*PASSAGE TO READ:*
== Segment start ==
Owning a $1 million home in America is no longer a status symbol, but is part of an alarming trend that has made homeownership a distant reality for millions.

According to real estate listing website Redfin, 8.5% of U.S. homes are now worth at least $1 million—the largest share ever recorded and 7.6% higher than a year ago. In actual numbers, more than 8 million homes have a $1 million or higher price tag.

By comparison, only 4% of U.S. homes were worth at least $1 million before the pandemic. This figure was 2% or less in the mid-2010s.

“The share of U.S. homes worth $1 million or more is at a record high because home prices are at a record high,” Redfin said in its report, citing the 4% annual rise in home prices in June alone.

Perhaps the most alarming trend is that a million-dollar price tag isn’t just limited to luxury homes but also ordinary properties in pricey states like California. For example, 80% of homes in San Francisco and San Jose are worth seven figures or more.

Soaring home values is “good news for homeowners but challenging for buyers,” Redfin concluded.

Americans who are trying to climb the wealth ladder through homeownership will struggle to get past the first rung in today’s market.

A market of haves and have-nots

For the average American, homeownership is one of the biggest predictors of wealth creation.

According to the Urban Institute, the average wealth gap between homeowners and renters has increased by a whopping 250% over the past 33 years. By 2022, that gap stood at $1.37 million, or $390,000 if using the more charitable “median” calculation.
== Segment end ==
Natural-language object grounding records:
== Segment start ==
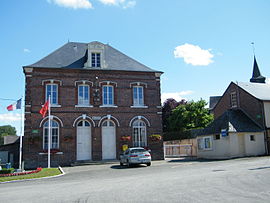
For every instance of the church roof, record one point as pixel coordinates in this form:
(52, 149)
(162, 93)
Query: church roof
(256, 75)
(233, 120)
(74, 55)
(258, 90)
== Segment end ==
== Segment start ==
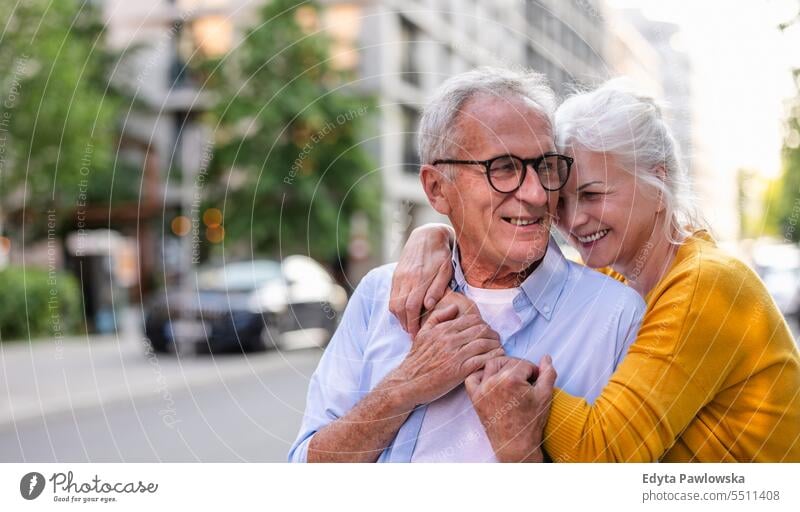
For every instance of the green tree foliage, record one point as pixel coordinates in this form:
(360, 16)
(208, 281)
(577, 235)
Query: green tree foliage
== Segment end ==
*WHAT NEEDS TO BE DONE:*
Answer these questions using the passage on million-dollar homes:
1. Before the pandemic, what share of U.S. homes were worth at least $1 million?
2. What percentage of homes in San Francisco and San Jose are worth seven figures or more?
3. According to the Urban Institute, what was the average wealth gap between homeowners and renters by 2022?
You can ignore the listing because it isn't needed for the task.

*PROBLEM SOLUTION:*
1. 4%
2. 80%
3. $1.37 million